[[ Given passage open ]]
Studying established natural partnerships has provided insights into the intricate interactions of extant endosymbioses. These include mitochondria and chloroplasts as relicts of ancient bacterial endosymbionts, as well as insect endosymbionts that have long been vertically transmitted and have undergone genome reduction13. However, shifting balances of control between the partners, phases of stabilization and destabilization and equivocal lines between mutualism and antagonism blur evolutionary trajectories13,14,15,16. Consequently, the earliest steps in endosymbiogenesis remain difficult to uncover15. Synthetic approaches can provide well-defined starting points to follow stable and unstable outcomes. Interventional studies have focused mainly on insects, in which transinfection has revealed important aspects of endosymbiogenesis, such as control of bacterial replication17,18 and metabolic cooperation19,20. However, attempts in other phyla, such as installing engineered E. coli or cyanobacteria in yeast21,22, have not resulted in stable endosymbiosis under strict selection.

Here we set out to generate a novel endosymbiotic partnership in a non-host filamentous fungus. The model system consisted of the early divergent fungus Rhizopus microsporus and the cytosolic bacterial endosymbiont Mycetohabitans rhizoxinica23,24. Certain host strains of R. microsporus contain Mycetohabitans endosymbionts25. In these, vertical inheritance is strict, as the fungus cannot sporulate without the endosymbiont, which reliably colonizes the spores26,27. This probably drives co-diversification25. The association is presumed mutually beneficial28, with bacterially produced rhizoxin congeners29,30 providing the fungus fitness advantages by protecting against amoeba and nematodes31, and aiding in nutrient acquisition by causing rice seedling blight23. Both partners can be cultured axenically, and host strains cured from the endosymbiont are readily reinfected by M. rhizoxinica26,32. By contrast, non-host strains resist natural colonization and do not require endosymbionts for sporangiospore formation33,34. For this study, R. microsporus strain EH (endosymbiont-harbouring) and strain NH (non-harbouring) were used.

To study initial endosymbiogenesis events, we used single-cell approaches to observe cellular responses before environmental selection could act. Fluidic force microscopy (FluidFM)35 was recently adapted to inject bacteria into mammalian cells, bypassing cellular entry steps and enabling evaluation of engineered pairs to test intracellular growth36,37. Applying this technique to fungi is challenging owing to the complexity of fungal mycelia, the rigid cell wall and high turgor pressure38,39. In this work, we report a procedure to implant bacteria into R. microsporus that enabled real-time tracking using confocal microscopy and characterizing early adaptations in the endosymbiosis under stabilizing selection pressure.
[[ Given passage closed ]]
_Work request A_: Summarize the passage in two sentences.
_Work request B_:
Answer these questions from the passage, one line each:
(i) Which two relicts of ancient bacterial endosymbionts does the passage name?
(ii) In host strains of R. microsporus, what can the fungus not do without the endosymbiont?
(iii) What three features make applying fluidic force microscopy to fungi challenging?
[[ Provided data open ]]
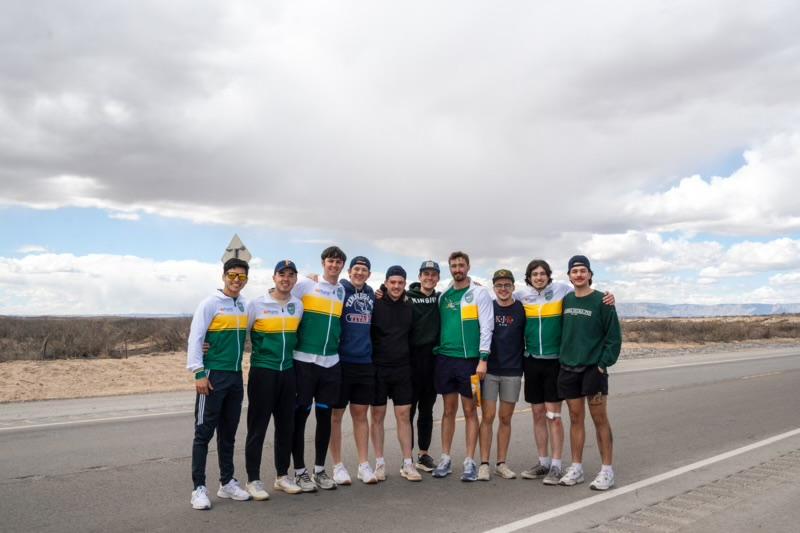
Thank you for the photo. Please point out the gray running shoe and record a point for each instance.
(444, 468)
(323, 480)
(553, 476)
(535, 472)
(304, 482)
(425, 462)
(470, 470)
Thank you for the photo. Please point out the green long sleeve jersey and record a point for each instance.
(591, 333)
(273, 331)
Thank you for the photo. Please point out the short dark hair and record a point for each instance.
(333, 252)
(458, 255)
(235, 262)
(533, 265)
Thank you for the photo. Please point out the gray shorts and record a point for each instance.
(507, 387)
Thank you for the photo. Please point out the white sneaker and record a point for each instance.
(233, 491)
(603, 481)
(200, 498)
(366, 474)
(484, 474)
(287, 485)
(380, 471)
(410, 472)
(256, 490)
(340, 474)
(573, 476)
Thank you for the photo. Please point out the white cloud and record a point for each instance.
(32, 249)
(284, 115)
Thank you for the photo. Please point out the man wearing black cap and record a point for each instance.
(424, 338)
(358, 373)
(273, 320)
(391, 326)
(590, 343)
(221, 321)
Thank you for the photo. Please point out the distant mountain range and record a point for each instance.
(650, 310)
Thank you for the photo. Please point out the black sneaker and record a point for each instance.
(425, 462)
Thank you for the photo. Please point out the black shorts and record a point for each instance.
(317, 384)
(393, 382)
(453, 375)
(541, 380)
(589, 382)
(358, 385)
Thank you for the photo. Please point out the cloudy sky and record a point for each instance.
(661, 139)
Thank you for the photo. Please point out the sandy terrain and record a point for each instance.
[[ Provided data closed ]]
_Your solution A_: Because evolutionary trajectories in natural endosymbioses are blurred, the earliest steps of endosymbiogenesis remain difficult to uncover, and synthetic attempts outside insects, such as installing engineered E. coli or cyanobacteria in yeast, have not produced stable endosymbiosis under strict selection. The authors set out to generate a novel partnership between the bacterium Mycetohabitans rhizoxinica and a non-host strain of the fungus Rhizopus microsporus, using a fluidic force microscopy procedure that implants bacteria into the fungus and allows real-time tracking with confocal microscopy.

_Your solution B_:
(i) Mitochondria and chloroplasts.
(ii) It cannot sporulate.
(iii) The complexity of fungal mycelia, the rigid cell wall and high turgor pressure.